## Extrait
# Safari ne s'ouvre plus et Mail se bloque sous Mac OS X Lion



## leolegaulois (22 Novembre 2011)

Bonjour à tous,

Je suis sur un macbookpro 13 pouce de 2010... Hier j'ai installé Mac Os X lion par clés USB.
Au début tout ce passe très bien, je réactualise mes appli, je fais les mises à jours, etc...
Tout  fonctionne, sauf safari et mail. 

Safari fait le petit saut bien connu  et ultra exaspérant dans le doc, jusqu'au moment ou je le force à  quitter vu que il ne réagit pas... Mail, c'est un peu différent,  l'application s'ouvre, je veux enregistrer mon serveur d'envoi pour  jumeler avec Gmail et la hop ca bloque et comme pour safari je dois le  forcer à quitter... 

J'ai cherché déjà pas mal j'ai essayé de désinstaller Safari avec AppDelete, au moment de le réinstaller avec une  version 5.1.1 en provenance du site Apple eh bien rebelote : je dois  forcer à quitter car il n'y a aucune réaction... Mail je n'ose pas prendre le risque de le désinstaller, je ne sais pas ou le retrouver par  la suite sur internet... 

En espérant avoir été claire 
	

	
	
		
		

		
			





 Merci d'avance chers sauveurs inconnus 
	

	
	
		
		

		
		
	


	





-----------------------------------------------
_Note du modérateur (ici Aliboron) :_

*Bonjour et bienvenue sur les forums de MacGénération !

On ne se trompera pas en disant que, dans ce fil, il est question d&#8217;internet, de réseaux, de logiciel de messagerie. Comme on a bien entendu lu au préalable le message de Pascal77 en tête du forum "Applications", on déménage vers "Internet et réseau", là où se retrouvent les spécialistes pour en discuter. Et hop !!!

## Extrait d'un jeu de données
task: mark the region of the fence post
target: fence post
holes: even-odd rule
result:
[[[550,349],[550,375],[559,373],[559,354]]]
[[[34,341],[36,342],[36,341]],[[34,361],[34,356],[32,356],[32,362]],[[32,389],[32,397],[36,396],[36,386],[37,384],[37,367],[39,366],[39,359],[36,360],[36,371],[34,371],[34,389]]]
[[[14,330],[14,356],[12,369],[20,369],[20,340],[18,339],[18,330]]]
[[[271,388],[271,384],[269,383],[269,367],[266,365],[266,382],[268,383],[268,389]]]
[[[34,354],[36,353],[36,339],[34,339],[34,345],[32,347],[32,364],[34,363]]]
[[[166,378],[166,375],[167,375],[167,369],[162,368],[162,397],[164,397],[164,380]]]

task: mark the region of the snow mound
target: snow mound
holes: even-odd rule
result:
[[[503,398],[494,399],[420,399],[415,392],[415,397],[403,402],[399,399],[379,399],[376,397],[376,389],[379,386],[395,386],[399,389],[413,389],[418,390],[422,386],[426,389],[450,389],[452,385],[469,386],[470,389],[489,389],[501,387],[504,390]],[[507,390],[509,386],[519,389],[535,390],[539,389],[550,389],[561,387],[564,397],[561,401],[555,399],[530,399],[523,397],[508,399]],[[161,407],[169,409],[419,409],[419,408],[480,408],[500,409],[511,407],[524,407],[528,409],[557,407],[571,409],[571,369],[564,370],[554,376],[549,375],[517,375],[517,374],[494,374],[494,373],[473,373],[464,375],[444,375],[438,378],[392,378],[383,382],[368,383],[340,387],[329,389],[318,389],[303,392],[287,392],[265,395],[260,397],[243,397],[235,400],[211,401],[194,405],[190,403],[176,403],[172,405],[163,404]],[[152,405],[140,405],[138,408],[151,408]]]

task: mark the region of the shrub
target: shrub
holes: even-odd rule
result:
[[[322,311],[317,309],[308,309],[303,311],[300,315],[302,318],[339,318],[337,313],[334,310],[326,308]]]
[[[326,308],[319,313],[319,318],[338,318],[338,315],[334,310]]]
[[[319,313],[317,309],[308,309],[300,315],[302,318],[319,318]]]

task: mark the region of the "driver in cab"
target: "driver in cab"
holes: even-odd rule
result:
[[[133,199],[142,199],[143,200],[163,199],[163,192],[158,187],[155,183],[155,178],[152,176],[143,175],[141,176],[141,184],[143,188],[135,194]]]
---
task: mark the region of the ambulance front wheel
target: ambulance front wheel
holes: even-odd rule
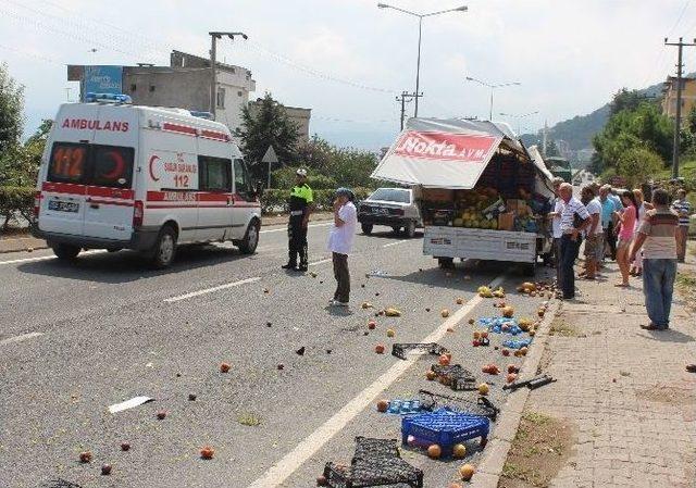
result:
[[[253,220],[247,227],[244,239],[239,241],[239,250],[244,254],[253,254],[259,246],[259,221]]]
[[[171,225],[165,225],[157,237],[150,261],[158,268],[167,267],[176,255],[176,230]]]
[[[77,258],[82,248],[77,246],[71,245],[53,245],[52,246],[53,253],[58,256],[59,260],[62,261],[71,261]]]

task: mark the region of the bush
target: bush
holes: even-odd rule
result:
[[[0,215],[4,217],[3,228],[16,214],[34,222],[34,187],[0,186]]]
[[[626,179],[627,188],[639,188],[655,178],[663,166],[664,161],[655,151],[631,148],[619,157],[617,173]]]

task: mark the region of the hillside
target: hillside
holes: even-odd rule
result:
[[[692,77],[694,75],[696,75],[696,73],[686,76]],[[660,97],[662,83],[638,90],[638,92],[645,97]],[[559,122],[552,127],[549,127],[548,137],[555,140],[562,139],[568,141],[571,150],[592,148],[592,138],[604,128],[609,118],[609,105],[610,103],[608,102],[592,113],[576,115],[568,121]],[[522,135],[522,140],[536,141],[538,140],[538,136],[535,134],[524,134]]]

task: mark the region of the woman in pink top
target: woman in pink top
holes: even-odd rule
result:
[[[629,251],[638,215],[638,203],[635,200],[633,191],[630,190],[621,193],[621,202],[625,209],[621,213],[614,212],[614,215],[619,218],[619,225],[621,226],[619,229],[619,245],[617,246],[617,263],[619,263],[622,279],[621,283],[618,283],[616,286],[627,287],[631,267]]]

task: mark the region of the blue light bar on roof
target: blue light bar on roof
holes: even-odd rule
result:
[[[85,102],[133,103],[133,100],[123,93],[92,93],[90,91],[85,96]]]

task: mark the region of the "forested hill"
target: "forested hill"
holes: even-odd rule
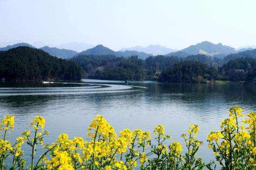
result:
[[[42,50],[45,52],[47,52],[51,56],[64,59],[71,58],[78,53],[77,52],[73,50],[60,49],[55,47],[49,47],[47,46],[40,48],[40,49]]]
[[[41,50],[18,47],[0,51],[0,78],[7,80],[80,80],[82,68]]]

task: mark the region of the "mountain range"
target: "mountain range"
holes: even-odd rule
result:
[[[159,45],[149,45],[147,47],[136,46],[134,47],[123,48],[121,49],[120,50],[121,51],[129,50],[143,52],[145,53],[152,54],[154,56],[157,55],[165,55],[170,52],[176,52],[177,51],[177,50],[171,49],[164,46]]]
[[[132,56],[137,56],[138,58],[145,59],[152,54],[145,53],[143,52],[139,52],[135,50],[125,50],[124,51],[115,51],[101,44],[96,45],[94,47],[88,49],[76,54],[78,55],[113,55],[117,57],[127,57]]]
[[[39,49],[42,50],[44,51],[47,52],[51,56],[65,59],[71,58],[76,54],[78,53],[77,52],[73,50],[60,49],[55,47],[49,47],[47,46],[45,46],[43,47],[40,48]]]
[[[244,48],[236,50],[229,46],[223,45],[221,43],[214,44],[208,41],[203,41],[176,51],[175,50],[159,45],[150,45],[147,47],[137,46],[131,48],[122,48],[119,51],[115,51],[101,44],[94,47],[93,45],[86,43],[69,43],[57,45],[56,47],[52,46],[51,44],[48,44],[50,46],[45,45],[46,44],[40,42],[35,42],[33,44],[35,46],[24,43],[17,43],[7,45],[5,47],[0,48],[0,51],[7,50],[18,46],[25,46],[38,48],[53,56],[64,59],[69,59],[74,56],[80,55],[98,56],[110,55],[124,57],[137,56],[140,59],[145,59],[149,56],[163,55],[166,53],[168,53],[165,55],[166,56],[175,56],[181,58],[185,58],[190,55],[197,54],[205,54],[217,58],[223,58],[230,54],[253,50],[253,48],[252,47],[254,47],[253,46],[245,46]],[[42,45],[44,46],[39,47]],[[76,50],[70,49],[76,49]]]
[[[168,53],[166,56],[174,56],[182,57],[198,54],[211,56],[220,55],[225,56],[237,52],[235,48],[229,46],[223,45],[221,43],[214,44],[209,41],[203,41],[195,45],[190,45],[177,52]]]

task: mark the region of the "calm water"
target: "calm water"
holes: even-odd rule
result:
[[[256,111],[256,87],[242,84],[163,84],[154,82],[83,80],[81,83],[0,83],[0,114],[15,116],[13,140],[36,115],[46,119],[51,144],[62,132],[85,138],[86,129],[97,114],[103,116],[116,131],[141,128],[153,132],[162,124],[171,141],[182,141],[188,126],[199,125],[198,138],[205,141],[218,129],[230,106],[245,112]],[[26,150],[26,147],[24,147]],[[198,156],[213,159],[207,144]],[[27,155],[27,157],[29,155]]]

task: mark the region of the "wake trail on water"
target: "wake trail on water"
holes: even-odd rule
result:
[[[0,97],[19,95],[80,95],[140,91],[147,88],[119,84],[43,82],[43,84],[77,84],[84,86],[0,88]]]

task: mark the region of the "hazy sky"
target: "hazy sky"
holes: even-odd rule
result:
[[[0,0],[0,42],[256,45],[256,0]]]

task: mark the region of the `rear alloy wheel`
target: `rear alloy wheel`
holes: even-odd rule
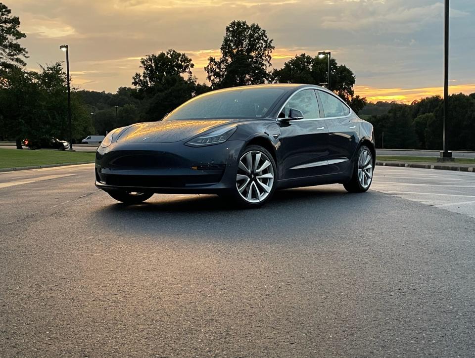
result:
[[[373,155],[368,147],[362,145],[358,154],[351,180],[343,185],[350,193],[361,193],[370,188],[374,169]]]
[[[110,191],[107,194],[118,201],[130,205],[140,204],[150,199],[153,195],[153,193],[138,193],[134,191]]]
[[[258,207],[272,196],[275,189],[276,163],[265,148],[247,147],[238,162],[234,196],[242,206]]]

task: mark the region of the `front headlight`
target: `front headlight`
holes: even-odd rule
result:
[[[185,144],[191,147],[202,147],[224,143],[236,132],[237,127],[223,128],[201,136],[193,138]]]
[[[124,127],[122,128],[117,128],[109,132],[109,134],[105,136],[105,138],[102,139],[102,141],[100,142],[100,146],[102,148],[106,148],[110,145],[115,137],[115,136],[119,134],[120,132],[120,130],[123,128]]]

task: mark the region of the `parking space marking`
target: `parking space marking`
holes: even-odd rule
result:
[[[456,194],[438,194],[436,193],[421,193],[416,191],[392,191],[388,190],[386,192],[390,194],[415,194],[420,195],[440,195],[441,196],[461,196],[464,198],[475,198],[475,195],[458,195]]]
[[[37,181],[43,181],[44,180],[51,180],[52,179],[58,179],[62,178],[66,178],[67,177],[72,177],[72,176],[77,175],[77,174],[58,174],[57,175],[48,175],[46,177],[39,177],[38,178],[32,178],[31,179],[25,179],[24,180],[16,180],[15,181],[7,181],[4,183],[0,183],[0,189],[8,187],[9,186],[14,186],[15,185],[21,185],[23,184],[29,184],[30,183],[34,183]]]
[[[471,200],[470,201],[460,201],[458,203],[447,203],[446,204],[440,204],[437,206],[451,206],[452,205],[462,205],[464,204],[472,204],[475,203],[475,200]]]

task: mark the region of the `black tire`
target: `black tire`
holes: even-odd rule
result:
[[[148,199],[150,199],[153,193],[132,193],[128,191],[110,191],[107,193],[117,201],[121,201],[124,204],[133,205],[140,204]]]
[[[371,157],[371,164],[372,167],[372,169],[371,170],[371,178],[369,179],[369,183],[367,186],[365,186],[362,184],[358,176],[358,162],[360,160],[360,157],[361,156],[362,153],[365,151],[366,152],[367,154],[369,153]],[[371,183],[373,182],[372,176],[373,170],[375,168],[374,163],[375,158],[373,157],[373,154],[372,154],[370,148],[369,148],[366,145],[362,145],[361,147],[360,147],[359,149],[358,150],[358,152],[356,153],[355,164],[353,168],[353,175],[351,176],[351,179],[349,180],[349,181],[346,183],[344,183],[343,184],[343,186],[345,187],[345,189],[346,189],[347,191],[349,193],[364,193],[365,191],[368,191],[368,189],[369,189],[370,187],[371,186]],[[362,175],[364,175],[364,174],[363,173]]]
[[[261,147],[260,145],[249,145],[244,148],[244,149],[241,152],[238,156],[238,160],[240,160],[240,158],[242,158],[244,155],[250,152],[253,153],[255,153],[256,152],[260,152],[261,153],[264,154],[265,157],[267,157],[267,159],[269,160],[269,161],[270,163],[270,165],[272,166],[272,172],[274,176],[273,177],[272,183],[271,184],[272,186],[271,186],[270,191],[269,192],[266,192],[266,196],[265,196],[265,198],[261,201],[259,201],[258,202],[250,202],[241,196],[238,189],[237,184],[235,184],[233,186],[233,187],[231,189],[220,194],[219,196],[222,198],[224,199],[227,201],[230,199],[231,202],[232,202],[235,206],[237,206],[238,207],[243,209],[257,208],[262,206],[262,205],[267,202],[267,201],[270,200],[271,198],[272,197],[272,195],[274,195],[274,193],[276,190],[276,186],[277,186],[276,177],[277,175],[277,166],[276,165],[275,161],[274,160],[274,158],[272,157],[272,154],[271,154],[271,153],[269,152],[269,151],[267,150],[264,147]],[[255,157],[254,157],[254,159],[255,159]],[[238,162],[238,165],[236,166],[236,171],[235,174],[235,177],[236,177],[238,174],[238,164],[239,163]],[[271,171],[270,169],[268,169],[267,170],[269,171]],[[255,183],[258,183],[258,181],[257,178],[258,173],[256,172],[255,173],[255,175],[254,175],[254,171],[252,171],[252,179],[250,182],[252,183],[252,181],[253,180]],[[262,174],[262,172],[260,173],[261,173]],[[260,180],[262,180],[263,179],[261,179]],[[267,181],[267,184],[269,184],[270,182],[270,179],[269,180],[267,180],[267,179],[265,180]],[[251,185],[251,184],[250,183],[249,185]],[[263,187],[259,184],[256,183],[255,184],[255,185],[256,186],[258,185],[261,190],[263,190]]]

## Tâches écrites
[A] D'après le fil de discussion sur Safari et Mail, avec quel logiciel l'auteur a-t-il essayé de désinstaller Safari ?
[B] Présentez sous forme de liste numérotée les lignes des entrées, de la ligne contenant "task: mark the region of the hillside" jusqu'à celle contenant "[[[41,50],[18,47],[0,51],[0,78],[7,80],[80,80],[82,68]]]", ces deux lignes comprises. Omettez les lignes vides et laissez les images de côté.
Le fil de discussion et les entrées sont indépendants les uns des autres.

## Réponses écrites
[A] Avec AppDelete.

[B]
1. task: mark the region of the hillside
2. target: hillside
3. holes: even-odd rule
4. result:
5. [[[692,77],[694,75],[696,75],[696,73],[686,76]],[[660,97],[662,83],[638,90],[638,92],[645,97]],[[559,122],[552,127],[549,127],[548,137],[555,140],[562,139],[568,141],[571,150],[592,148],[592,138],[604,128],[609,118],[609,105],[610,103],[608,102],[592,113],[576,115],[568,121]],[[522,135],[522,140],[536,141],[538,140],[538,136],[535,134],[524,134]]]
6. task: mark the region of the woman in pink top
7. target: woman in pink top
8. holes: even-odd rule
9. result:
10. [[[629,251],[638,215],[638,203],[635,200],[633,191],[630,190],[621,193],[621,202],[625,209],[621,213],[614,212],[614,215],[619,218],[619,225],[621,226],[619,229],[619,245],[617,246],[617,263],[619,263],[622,279],[621,283],[618,283],[616,286],[627,287],[631,267]]]
11. task: mark the region of the blue light bar on roof
12. target: blue light bar on roof
13. holes: even-odd rule
14. result:
15. [[[85,102],[133,103],[133,100],[123,93],[92,93],[90,91],[85,96]]]
16. task: mark the region of the "forested hill"
17. target: "forested hill"
18. holes: even-odd rule
19. result:
20. [[[42,50],[45,52],[47,52],[51,56],[64,59],[71,58],[78,53],[77,52],[73,50],[60,49],[55,47],[49,47],[47,46],[40,48],[40,49]]]
21. [[[41,50],[18,47],[0,51],[0,78],[7,80],[80,80],[82,68]]]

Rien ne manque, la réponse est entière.